Problem to work on: Without including pictures, set down every record exactly as it stands.

Provided data:

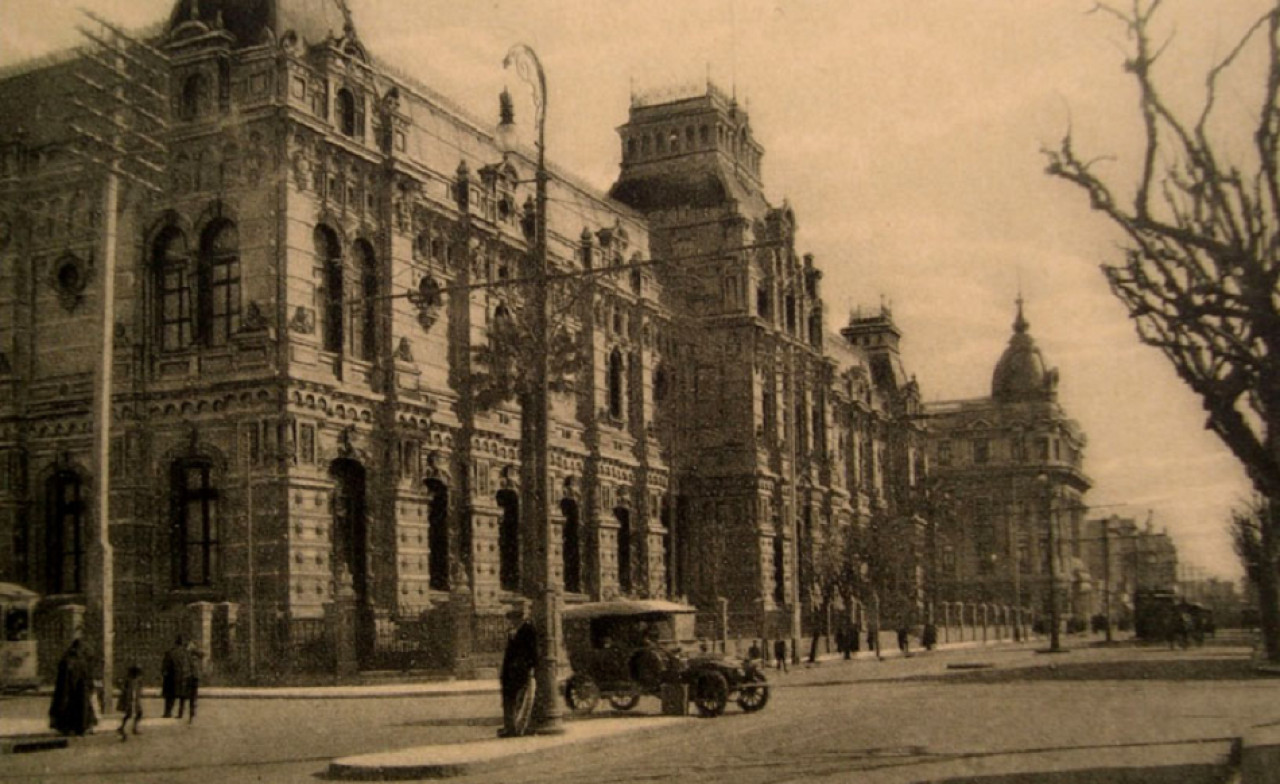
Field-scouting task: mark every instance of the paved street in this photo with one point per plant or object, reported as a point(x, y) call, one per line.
point(896, 720)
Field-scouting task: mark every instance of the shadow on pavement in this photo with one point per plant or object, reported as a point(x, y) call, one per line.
point(1179, 669)
point(1173, 774)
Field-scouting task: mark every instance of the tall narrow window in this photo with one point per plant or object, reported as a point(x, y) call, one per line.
point(624, 516)
point(508, 541)
point(173, 290)
point(438, 534)
point(64, 510)
point(329, 256)
point(347, 113)
point(365, 323)
point(615, 384)
point(780, 583)
point(219, 283)
point(195, 510)
point(193, 91)
point(572, 547)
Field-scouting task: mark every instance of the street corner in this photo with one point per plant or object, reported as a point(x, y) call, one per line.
point(462, 759)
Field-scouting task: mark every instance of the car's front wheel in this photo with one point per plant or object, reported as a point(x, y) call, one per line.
point(581, 693)
point(753, 696)
point(625, 701)
point(711, 693)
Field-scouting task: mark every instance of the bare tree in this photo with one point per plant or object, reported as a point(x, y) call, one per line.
point(1253, 533)
point(1200, 269)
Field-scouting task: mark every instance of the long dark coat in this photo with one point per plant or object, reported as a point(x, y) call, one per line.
point(72, 709)
point(174, 671)
point(520, 657)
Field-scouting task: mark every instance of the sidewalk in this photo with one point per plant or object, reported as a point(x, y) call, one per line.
point(464, 759)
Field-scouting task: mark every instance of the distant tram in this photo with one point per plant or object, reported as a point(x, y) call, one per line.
point(18, 642)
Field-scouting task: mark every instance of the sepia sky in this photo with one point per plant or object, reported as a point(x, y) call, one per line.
point(908, 138)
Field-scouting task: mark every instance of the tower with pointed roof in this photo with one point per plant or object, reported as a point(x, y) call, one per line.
point(1010, 465)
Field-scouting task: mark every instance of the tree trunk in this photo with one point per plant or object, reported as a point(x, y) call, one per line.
point(1269, 598)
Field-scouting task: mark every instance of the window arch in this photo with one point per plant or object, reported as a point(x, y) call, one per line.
point(195, 87)
point(350, 118)
point(195, 523)
point(572, 547)
point(170, 268)
point(365, 324)
point(624, 516)
point(329, 254)
point(438, 534)
point(64, 516)
point(218, 283)
point(508, 541)
point(615, 384)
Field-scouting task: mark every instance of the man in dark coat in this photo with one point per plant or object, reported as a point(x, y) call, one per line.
point(173, 677)
point(517, 675)
point(72, 709)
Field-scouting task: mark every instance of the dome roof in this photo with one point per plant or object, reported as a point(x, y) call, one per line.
point(248, 21)
point(1020, 373)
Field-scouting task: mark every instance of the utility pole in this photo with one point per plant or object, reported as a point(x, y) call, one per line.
point(1106, 574)
point(118, 130)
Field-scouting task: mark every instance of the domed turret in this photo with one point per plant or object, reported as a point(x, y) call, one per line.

Written answer:
Field-scouting task: mark every instance of the paved street in this photo with one point per plant or object, reported as a point(x, y) call, one per line.
point(896, 720)
Field-scouting task: mark every instance of the shadow on pavement in this photo with one point per plant or object, reported as a point(x, y) call, one per line.
point(1179, 669)
point(1173, 774)
Field-scouting task: mark every instance of the tall narrow window in this photo with one point per plant or object, reported as a point(x, y) call, one per line.
point(624, 516)
point(508, 541)
point(173, 290)
point(438, 534)
point(64, 510)
point(329, 256)
point(347, 113)
point(365, 323)
point(615, 384)
point(780, 583)
point(219, 283)
point(195, 510)
point(193, 91)
point(572, 547)
Field-scouting task: mark every instance of the street corner in this photo with one point per plant or object, reported as a point(x, y) call, one per line.
point(462, 759)
Field-scouting task: mark every instance of the car's front wheel in this photo with one point per plant or object, reported as a point(x, y) call, one per line.
point(581, 693)
point(753, 696)
point(625, 701)
point(711, 693)
Field-scouting task: mark every instance of the bare tree in this photo with one point per plant or object, reported as a point(x, y) call, one per line.
point(1253, 533)
point(1200, 269)
Field-scouting task: mark every instance of the long dark coat in this photo with one point per plant or object, reported as a point(x, y) call, one per line.
point(72, 709)
point(174, 671)
point(520, 657)
Field-scouting task: mark every instance of the sidewalk in this photo with one point per plant or object, reported as a point(x, y) call, one per line.
point(464, 759)
Field-scouting task: mark every instance of the distant tram in this photo with one point per plant or object, reported as a point(x, y) call, one per line.
point(18, 642)
Field-scouting task: mark every instance of the sepia sky in this photo with one point per plant or object, reported as a point(x, y) call, one per line.
point(908, 138)
Field-scouting task: mark every instance of the tower with pointed roof in this photo with one point per plant or object, reported as a point(x, y) call, one per line.
point(1010, 465)
Field-scouting task: mark every instance of the tree trunk in this photo with one point per plant or object, reported as a point(x, y) call, one per line.
point(1269, 598)
Field-scouting task: mark every instance of the window arch in this photo with one point per plant or object, reported as a point(x, y) call, one per line.
point(195, 87)
point(350, 118)
point(195, 523)
point(572, 547)
point(170, 268)
point(365, 324)
point(624, 516)
point(329, 254)
point(438, 534)
point(64, 516)
point(218, 283)
point(508, 541)
point(615, 384)
Field-scouting task: mark every instance of the man in dark coat in this photo with one point per plant or object, reported as a point(x, y) call, one per line.
point(173, 677)
point(517, 675)
point(72, 709)
Field-scouting task: mark every instance of the dome roof in this photo with one point per plant or object, reported as a point(x, y) call, one per line.
point(248, 21)
point(1020, 373)
Field-scouting task: mark every instance of the utility pole in this photo with one point per plant or object, reported as a point(x, y) call, one per line.
point(1106, 574)
point(118, 130)
Field-scouting task: mark every instance of the domed turret in this photo with one point per plant or object, reported as a point(x, y) call, one per line.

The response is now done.